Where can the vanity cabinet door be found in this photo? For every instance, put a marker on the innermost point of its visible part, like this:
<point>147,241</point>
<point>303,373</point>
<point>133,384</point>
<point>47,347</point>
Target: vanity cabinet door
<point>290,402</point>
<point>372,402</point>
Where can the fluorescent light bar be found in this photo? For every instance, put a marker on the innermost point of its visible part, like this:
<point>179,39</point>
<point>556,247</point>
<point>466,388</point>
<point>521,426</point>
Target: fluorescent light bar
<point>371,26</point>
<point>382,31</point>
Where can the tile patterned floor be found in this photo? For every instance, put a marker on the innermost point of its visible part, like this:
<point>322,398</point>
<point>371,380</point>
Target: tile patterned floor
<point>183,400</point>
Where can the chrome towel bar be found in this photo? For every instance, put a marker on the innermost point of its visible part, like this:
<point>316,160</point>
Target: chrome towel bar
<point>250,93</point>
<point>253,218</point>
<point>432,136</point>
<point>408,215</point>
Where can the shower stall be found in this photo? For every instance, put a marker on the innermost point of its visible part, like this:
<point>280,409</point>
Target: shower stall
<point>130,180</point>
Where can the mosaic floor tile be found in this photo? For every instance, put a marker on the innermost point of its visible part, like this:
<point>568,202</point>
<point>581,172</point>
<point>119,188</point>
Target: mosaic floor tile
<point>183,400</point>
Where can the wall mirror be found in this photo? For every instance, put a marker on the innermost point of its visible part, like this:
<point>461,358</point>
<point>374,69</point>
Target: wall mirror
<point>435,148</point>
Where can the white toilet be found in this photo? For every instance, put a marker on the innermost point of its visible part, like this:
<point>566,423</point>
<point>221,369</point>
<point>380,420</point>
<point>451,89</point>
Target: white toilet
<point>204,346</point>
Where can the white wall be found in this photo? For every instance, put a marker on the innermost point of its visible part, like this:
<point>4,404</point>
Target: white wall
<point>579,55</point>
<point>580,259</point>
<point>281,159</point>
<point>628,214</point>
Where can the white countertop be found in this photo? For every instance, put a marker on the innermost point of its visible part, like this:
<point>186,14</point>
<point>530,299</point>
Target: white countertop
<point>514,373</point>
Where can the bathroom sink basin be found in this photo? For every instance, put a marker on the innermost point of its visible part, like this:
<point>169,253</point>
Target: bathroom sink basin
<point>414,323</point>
********
Extract every entry in the listing word for word.

> **Final result**
Where can the vanity cabinet door be found in this photo? For every instance, put a marker on the innermost point of its visible part, like this:
<point>147,241</point>
<point>303,373</point>
<point>133,384</point>
<point>47,347</point>
Target: vanity cabinet door
<point>290,402</point>
<point>372,402</point>
Where can the fluorescent light bar be found in this photo? For every instance, put a marker on the innermost point of its visible part, like this:
<point>179,39</point>
<point>556,247</point>
<point>466,388</point>
<point>521,426</point>
Target: fluorescent light bar
<point>371,26</point>
<point>382,31</point>
Where can the tile patterned floor be found in this photo? For every instance, put a marker on the innermost point of its visible part, like this:
<point>322,398</point>
<point>371,380</point>
Target: tile patterned floor
<point>183,400</point>
Where can the chrome towel bar be found in this photo? For every instance, put a marker on the innermost point of its visible part, like this:
<point>316,160</point>
Target: chrome towel bar
<point>250,93</point>
<point>253,218</point>
<point>432,136</point>
<point>408,215</point>
Where can the shower stall be found in this photo? For every instance, put a marker on the innermost point of its visible part, like this:
<point>280,409</point>
Target: shower stall
<point>130,180</point>
Where can the mosaic floor tile be found in this photo? For every instance, put a marker on the innermost point of its visible part, like this:
<point>568,202</point>
<point>581,172</point>
<point>119,188</point>
Target: mosaic floor tile
<point>183,400</point>
Where can the wall mirror be found in this photo? For every instance, put a marker on the innermost point of its visible part, like this:
<point>461,358</point>
<point>374,69</point>
Target: wall mirror
<point>435,148</point>
Where can the white toilet be found in this photo? For every instance, put a marker on the innermost point of its visible part, like this:
<point>566,423</point>
<point>221,369</point>
<point>380,420</point>
<point>451,89</point>
Target: white toilet
<point>204,346</point>
Where can the white wall be found in this photo? For every instance, put a marker on the innermost point of its visible part, like this:
<point>4,404</point>
Target: white wall
<point>579,55</point>
<point>580,259</point>
<point>281,159</point>
<point>628,214</point>
Where can the white countertop be found in this photo? For every instance, put a marker on the innermost point of its visible part, like this:
<point>186,14</point>
<point>530,299</point>
Target: white countertop
<point>514,373</point>
Where can the bathroom sink basin be found in this photo? For every instance, put a marker on the innermost point of its visible part, like this:
<point>169,253</point>
Target: bathroom sink basin
<point>414,323</point>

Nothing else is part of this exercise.